#### [COMPITO DA SVOLGERE]
Ripeti senza alcuna modifica tutti i dati qui sotto, omettendo le immagini.

#### [DATI DI INGRESSO]
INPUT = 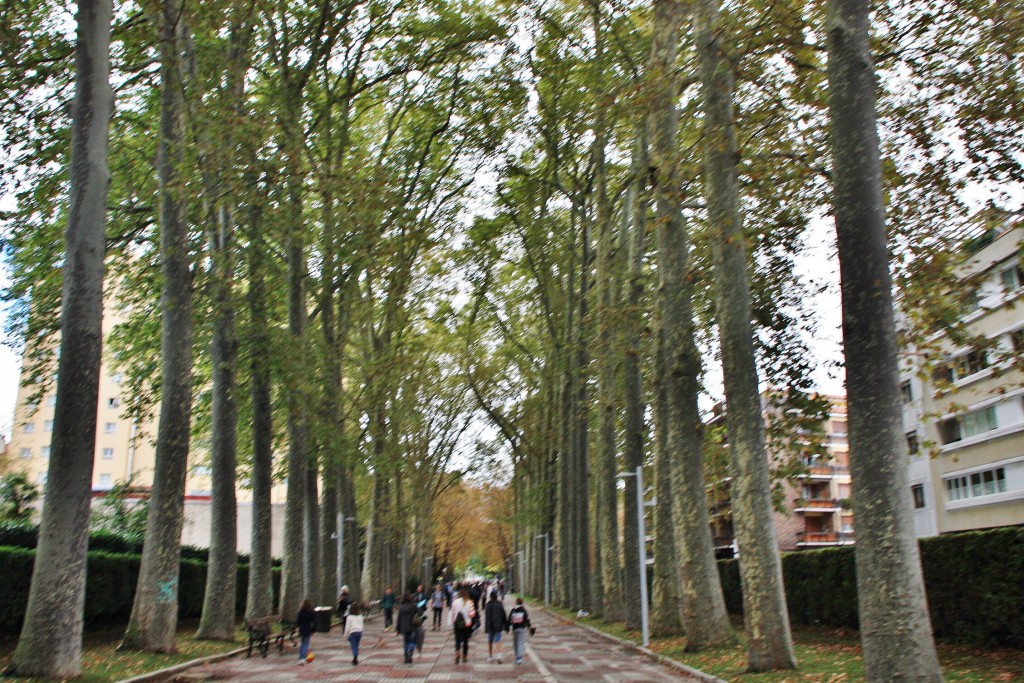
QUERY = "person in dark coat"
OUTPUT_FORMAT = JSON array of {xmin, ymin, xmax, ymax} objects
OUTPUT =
[
  {"xmin": 483, "ymin": 591, "xmax": 509, "ymax": 664},
  {"xmin": 381, "ymin": 586, "xmax": 398, "ymax": 631},
  {"xmin": 295, "ymin": 598, "xmax": 316, "ymax": 666},
  {"xmin": 394, "ymin": 593, "xmax": 420, "ymax": 664}
]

#### [RISULTATO COMPLETO]
INPUT = 
QUERY = "person in dark coat"
OUTPUT_FORMAT = JSON array of {xmin, ymin, xmax, ymax} objects
OUTPUT =
[
  {"xmin": 483, "ymin": 591, "xmax": 509, "ymax": 664},
  {"xmin": 381, "ymin": 586, "xmax": 398, "ymax": 631},
  {"xmin": 295, "ymin": 598, "xmax": 316, "ymax": 666},
  {"xmin": 394, "ymin": 593, "xmax": 420, "ymax": 664}
]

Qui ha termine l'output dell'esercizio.